(Entries from a dataset)
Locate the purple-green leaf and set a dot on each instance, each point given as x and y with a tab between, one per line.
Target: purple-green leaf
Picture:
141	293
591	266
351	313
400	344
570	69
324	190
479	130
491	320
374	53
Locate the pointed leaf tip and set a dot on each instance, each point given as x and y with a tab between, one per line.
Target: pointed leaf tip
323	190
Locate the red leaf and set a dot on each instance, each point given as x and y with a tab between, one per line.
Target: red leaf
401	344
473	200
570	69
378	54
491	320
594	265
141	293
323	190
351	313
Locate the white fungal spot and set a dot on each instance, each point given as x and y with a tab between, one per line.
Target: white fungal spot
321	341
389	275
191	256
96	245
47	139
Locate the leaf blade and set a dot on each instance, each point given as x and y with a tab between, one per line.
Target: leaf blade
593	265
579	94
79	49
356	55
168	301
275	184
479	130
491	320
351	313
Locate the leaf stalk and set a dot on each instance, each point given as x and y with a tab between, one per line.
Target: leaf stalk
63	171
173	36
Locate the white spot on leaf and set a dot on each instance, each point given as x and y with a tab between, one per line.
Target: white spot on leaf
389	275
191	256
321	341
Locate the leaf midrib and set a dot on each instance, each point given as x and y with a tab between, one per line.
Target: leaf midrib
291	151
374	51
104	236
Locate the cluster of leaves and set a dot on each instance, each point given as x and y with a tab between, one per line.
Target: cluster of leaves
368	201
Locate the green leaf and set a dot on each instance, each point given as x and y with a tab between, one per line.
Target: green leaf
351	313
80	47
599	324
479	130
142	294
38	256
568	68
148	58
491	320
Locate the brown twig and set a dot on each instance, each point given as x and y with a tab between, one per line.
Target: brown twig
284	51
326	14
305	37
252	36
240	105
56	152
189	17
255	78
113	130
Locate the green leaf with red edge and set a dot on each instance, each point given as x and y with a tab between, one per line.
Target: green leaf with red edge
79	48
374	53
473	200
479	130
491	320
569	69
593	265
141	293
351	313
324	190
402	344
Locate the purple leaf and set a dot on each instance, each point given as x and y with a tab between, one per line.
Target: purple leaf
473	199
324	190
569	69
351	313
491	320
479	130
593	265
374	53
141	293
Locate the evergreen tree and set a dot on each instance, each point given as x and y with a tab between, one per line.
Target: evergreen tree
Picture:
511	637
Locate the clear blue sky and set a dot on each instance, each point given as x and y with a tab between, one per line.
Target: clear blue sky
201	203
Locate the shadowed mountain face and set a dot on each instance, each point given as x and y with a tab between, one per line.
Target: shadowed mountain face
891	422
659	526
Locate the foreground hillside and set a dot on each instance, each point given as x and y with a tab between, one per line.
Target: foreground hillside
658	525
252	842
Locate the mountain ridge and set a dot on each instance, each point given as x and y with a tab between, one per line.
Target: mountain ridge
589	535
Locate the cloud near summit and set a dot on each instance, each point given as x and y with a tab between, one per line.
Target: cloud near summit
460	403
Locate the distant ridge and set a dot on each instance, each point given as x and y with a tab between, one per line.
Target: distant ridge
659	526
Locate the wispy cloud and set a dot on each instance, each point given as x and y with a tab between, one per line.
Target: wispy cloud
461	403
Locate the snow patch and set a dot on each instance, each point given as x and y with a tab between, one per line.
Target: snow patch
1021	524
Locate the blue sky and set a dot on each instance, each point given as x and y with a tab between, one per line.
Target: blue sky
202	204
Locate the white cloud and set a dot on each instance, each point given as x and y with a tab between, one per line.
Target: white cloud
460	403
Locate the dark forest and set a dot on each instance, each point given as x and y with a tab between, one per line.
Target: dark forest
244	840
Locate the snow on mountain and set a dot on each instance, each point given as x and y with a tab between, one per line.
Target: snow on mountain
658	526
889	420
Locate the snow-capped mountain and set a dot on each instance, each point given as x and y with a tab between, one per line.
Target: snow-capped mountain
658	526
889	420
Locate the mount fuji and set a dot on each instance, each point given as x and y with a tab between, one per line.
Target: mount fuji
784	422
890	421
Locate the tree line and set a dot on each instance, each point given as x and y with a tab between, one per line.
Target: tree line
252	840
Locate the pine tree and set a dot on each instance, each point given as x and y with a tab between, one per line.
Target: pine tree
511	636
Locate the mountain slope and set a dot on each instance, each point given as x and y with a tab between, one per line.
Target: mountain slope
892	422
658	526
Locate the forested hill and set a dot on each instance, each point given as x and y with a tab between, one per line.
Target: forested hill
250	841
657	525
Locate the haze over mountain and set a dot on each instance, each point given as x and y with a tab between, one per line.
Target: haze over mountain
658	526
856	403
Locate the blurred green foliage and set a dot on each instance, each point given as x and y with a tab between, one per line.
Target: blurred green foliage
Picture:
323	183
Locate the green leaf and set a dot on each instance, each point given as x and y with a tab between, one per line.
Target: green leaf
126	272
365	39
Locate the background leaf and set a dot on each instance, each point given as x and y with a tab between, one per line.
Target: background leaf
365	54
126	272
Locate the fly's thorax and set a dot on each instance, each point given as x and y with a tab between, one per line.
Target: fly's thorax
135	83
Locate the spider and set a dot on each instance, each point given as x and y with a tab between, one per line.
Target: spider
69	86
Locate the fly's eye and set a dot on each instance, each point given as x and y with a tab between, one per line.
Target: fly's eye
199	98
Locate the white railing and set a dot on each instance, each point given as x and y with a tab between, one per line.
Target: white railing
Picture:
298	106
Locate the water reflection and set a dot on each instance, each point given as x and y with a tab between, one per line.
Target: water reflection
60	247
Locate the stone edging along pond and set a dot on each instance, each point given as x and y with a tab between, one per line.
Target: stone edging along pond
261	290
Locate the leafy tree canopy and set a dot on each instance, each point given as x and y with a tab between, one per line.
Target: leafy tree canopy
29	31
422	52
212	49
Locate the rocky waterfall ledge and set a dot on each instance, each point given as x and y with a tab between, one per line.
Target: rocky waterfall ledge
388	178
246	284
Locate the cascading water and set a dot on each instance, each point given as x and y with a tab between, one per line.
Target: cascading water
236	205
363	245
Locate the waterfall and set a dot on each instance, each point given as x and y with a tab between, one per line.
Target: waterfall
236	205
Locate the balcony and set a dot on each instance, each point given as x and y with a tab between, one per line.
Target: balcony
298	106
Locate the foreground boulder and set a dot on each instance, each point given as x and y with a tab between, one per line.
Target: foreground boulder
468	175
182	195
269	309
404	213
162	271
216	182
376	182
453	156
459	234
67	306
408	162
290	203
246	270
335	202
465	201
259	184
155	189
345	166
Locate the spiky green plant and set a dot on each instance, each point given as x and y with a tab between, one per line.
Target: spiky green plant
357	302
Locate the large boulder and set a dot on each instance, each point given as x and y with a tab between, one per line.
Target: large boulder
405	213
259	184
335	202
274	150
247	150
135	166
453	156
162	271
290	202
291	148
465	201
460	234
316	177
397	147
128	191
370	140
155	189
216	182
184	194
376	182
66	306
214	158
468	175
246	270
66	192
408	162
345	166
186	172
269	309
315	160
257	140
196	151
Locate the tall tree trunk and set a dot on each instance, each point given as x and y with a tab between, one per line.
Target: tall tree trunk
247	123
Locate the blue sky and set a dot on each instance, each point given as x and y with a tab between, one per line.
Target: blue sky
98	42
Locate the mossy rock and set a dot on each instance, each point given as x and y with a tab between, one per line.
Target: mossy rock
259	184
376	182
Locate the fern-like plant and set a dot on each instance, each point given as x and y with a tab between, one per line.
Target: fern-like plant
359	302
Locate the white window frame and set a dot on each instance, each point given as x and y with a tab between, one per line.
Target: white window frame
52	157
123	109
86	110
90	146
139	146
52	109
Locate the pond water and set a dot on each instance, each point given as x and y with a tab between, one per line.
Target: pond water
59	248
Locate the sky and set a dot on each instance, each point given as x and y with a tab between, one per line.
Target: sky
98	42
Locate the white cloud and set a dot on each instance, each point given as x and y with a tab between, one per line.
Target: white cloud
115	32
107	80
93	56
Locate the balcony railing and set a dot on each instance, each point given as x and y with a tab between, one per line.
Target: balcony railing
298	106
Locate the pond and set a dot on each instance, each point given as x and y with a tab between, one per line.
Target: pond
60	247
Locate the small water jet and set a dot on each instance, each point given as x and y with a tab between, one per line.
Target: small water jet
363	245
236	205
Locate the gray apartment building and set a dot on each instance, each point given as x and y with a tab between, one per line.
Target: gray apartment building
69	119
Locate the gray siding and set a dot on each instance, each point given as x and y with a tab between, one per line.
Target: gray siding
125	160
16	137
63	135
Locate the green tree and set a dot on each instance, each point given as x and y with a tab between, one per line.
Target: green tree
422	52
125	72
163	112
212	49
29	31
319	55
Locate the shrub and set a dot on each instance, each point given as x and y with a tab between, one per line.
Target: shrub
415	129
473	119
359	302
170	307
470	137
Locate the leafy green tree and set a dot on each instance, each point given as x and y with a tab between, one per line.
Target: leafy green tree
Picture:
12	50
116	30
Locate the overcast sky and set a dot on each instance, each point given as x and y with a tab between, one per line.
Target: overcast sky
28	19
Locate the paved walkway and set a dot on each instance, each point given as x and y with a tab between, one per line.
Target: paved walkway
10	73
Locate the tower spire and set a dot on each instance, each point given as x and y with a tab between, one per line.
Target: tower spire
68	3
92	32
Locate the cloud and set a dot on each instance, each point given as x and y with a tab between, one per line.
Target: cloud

EXERCISE AIM ->
Output only the lines running from the line with "Locate the sky" through the final line of the data, inclusive.

FINISHED ANSWER ->
Locate the sky and set a dot on each instance, each point given as x and y with a tab between, one per line.
Target: sky
98	42
Locate the white cloud and set a dot on each instance, each point given as x and y with a tab between, one per line.
Target: white cloud
115	32
107	80
93	56
Locate the balcony railing and set a dot on each instance, each point given as x and y with a tab between, one per line.
Target: balcony railing
298	106
Locate the pond and set a dot on each instance, each point given as x and y with a tab between, one per line.
Target: pond
60	247
Locate the small water jet and set a dot on each instance, each point given as x and y with a tab between, one per line.
Target: small water jet
363	245
236	205
Locate the gray apartment building and set a dot on each instance, each point given as x and y with a tab between, one per line.
Target: gray apartment building
69	119
Locate the gray siding and set a dot on each instance, each point given as x and y with a tab between, one per line.
Target: gray siding
125	160
16	137
63	135
Locate the green tree and set a dot on each instance, each point given as x and y with a tab between, one per line.
Target: green tree
422	52
125	72
163	112
212	49
29	31
319	55
Locate the shrub and set a dot on each instance, each point given as x and y with a tab between, one per line.
Target: shrub
415	129
473	119
359	302
170	307
470	137
Locate the leafy green tree and set a dot on each instance, each point given as x and y with a tab between, one per line.
Target: leafy green tree
Picture:
12	50
116	30
Locate the overcast sky and set a dot on each instance, each point given as x and y with a tab between, one per line.
Target: overcast sky
28	19
Locate the paved walkway and set a dot on each instance, each point given as x and y with a tab between, one per line.
Target: paved walkway
10	73
Locate the tower spire and set a dot on each instance, each point given as x and y with a tab between, one per line.
Target: tower spire
68	3
92	32
Locate the cloud and set a dot on each instance, each point given as x and y with a tab between, one per line.
Target: cloud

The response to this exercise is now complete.